Data about object locations
● ● ● ● ● ● ●

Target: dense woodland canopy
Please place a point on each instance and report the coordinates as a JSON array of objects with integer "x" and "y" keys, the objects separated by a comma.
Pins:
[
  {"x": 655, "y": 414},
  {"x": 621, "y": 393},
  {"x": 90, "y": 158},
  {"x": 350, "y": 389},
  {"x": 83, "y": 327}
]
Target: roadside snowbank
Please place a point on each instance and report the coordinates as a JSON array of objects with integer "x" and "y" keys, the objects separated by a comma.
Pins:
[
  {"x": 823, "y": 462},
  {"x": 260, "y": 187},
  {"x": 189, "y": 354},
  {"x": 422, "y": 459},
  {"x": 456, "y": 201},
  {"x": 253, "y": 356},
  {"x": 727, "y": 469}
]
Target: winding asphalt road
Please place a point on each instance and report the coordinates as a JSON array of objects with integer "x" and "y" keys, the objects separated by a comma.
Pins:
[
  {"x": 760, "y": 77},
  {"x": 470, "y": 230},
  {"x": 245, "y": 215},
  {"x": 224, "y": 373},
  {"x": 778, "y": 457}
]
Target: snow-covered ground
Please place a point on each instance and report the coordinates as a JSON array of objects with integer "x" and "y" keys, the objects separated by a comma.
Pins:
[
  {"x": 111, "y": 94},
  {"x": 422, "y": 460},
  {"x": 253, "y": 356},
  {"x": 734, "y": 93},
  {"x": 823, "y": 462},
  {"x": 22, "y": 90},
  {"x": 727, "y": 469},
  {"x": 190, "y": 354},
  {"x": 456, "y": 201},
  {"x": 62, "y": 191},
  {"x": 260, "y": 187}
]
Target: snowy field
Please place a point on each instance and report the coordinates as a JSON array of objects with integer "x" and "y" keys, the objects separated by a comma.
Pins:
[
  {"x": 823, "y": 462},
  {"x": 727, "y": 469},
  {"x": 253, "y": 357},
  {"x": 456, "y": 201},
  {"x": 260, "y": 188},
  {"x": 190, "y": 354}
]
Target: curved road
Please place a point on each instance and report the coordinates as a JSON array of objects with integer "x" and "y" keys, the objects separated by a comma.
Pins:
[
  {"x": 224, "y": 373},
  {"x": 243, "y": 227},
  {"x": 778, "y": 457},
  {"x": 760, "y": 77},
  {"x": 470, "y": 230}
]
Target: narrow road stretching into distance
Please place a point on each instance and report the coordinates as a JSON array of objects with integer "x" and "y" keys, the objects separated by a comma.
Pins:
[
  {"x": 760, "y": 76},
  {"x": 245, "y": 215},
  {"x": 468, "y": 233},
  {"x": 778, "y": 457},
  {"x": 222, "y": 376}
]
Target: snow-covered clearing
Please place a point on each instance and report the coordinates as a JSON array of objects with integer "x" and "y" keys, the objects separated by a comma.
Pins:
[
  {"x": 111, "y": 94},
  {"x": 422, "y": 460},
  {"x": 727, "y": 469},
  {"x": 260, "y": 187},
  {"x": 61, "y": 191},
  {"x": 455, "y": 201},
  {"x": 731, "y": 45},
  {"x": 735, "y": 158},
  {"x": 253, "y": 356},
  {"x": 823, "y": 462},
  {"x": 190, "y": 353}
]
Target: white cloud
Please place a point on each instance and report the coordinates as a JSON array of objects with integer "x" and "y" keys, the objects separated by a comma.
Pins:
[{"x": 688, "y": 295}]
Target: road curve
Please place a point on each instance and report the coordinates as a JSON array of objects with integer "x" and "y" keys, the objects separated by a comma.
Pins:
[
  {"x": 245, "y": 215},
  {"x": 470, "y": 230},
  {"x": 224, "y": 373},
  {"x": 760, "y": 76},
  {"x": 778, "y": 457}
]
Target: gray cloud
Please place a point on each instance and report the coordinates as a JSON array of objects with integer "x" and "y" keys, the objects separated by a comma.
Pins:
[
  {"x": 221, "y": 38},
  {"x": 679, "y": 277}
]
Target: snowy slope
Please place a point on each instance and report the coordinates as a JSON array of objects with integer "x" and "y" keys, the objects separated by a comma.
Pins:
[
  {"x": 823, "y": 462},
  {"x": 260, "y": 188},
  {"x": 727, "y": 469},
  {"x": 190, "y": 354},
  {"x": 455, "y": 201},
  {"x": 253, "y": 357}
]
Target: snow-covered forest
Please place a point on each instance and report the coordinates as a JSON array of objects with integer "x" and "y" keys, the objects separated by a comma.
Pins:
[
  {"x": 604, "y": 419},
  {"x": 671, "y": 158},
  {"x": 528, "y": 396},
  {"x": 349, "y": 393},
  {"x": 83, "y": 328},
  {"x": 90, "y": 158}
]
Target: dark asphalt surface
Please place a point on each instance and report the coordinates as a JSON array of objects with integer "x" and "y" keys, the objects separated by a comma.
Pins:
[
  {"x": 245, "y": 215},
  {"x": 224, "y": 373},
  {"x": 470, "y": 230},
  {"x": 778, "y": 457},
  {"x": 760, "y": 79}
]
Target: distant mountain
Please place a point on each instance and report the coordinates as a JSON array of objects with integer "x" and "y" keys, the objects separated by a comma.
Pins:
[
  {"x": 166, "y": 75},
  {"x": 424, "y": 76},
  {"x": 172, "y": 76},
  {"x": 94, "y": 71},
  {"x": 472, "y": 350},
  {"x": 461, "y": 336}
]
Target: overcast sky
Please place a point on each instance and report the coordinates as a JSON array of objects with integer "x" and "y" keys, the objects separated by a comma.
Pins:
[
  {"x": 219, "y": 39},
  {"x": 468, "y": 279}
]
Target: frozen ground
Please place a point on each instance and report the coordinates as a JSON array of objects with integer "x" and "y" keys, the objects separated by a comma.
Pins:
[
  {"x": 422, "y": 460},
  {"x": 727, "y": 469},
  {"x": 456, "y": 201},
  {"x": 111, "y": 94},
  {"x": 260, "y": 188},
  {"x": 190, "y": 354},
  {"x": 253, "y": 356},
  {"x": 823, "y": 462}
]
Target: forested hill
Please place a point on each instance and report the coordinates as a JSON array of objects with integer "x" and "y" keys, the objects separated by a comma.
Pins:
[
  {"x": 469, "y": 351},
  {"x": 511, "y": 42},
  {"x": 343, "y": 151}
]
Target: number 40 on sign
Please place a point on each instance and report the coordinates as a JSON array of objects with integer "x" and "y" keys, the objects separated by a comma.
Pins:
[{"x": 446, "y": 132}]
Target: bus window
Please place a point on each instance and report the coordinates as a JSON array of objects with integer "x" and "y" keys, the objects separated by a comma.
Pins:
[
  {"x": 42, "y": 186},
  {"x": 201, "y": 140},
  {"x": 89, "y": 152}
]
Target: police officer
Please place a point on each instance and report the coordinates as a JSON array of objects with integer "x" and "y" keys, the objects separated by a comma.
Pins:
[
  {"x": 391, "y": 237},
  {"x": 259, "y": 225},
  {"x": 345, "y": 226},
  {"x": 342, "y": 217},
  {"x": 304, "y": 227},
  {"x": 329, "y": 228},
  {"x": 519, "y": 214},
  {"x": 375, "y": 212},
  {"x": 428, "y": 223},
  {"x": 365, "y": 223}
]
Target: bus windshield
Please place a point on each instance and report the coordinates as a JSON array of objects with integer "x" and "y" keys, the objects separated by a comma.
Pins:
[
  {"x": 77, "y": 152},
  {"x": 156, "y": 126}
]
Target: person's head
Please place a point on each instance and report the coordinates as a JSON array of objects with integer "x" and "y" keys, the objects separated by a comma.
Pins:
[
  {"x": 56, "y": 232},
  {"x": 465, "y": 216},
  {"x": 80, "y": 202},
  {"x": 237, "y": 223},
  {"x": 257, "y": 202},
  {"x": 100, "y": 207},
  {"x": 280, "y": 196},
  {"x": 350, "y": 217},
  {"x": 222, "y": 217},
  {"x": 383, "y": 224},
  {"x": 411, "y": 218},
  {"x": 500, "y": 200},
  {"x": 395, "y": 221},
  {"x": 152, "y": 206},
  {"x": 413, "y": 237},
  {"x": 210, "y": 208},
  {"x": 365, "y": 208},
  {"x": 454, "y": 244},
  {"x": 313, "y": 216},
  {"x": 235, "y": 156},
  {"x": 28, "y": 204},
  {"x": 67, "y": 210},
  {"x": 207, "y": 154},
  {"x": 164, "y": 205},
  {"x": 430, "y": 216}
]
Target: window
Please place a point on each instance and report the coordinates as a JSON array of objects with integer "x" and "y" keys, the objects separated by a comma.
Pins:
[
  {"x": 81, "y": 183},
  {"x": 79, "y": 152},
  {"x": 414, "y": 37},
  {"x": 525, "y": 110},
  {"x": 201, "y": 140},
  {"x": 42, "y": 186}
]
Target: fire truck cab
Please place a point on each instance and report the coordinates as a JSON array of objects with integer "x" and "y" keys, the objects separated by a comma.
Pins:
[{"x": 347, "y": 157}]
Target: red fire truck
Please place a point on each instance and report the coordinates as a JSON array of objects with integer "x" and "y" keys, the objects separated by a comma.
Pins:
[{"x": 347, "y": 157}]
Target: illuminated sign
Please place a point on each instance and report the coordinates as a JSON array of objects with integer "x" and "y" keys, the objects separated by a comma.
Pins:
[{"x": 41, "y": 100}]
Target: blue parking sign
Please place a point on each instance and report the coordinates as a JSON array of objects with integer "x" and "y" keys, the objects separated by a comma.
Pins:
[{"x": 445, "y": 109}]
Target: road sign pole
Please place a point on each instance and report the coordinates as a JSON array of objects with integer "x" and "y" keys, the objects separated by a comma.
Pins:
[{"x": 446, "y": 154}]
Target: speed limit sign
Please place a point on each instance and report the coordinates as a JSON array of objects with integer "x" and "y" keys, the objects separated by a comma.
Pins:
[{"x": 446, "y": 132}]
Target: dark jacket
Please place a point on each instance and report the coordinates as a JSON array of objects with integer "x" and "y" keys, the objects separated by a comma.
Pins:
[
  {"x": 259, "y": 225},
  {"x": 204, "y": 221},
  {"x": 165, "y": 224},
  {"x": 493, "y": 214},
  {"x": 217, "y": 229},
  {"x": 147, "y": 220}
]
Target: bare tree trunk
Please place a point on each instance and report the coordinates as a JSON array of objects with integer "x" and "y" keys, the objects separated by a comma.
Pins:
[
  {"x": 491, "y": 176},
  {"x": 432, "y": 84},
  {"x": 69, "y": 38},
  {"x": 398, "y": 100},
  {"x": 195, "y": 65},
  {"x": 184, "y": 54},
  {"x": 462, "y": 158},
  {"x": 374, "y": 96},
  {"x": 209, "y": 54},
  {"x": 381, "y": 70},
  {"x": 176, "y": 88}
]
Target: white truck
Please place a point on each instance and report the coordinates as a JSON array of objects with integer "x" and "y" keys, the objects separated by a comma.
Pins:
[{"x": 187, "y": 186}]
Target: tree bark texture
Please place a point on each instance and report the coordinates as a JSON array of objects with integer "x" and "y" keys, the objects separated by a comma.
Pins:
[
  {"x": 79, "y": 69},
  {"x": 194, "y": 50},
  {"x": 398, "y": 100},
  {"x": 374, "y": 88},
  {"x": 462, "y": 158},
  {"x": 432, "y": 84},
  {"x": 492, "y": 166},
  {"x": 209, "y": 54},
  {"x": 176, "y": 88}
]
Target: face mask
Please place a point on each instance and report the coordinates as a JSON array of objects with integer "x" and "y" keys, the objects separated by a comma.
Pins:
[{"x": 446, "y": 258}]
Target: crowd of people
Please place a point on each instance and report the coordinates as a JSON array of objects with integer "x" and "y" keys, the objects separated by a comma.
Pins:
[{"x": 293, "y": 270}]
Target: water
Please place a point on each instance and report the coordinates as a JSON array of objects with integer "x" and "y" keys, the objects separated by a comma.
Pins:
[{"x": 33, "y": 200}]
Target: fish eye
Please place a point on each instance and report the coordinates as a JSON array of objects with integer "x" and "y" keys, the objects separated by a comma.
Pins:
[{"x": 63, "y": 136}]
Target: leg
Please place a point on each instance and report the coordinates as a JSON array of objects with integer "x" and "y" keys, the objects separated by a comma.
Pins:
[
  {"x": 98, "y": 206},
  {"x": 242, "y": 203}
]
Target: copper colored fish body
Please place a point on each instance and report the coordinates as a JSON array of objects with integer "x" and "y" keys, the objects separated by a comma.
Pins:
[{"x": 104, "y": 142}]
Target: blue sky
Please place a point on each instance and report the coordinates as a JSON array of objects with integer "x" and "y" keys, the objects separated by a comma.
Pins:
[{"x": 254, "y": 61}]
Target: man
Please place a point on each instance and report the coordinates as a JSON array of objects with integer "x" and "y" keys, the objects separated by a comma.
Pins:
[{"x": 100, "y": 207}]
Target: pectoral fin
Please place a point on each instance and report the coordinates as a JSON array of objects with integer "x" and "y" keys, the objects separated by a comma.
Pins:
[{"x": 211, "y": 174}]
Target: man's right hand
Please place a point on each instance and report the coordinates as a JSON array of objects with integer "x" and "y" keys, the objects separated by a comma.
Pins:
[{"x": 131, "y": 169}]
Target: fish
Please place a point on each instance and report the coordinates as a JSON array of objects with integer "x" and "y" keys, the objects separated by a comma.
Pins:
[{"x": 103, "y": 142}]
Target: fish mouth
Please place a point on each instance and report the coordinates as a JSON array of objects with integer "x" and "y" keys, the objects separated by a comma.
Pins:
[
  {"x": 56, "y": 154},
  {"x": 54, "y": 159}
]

● ● ● ● ● ● ●

= Given task =
Please repeat, word for word, the stretch of the data above from the line containing "Target: man's right hand" through the end of the data.

= Solution for this problem =
Target: man's right hand
Please place a point on each instance and report the coordinates as a JSON array of objects with integer "x" and "y" keys, the objects separated by a comma.
Pins:
[{"x": 131, "y": 169}]
Target: fish
Please place a point on each instance and report the coordinates as a JSON array of objects with integer "x" and "y" keys, the objects separated by a comma.
Pins:
[{"x": 103, "y": 142}]
Target: fish mouth
Please place a point on each instance and report the coordinates as a JSON array of objects with integer "x" and "y" keys, the objects separated by a comma.
Pins:
[
  {"x": 56, "y": 154},
  {"x": 54, "y": 159}
]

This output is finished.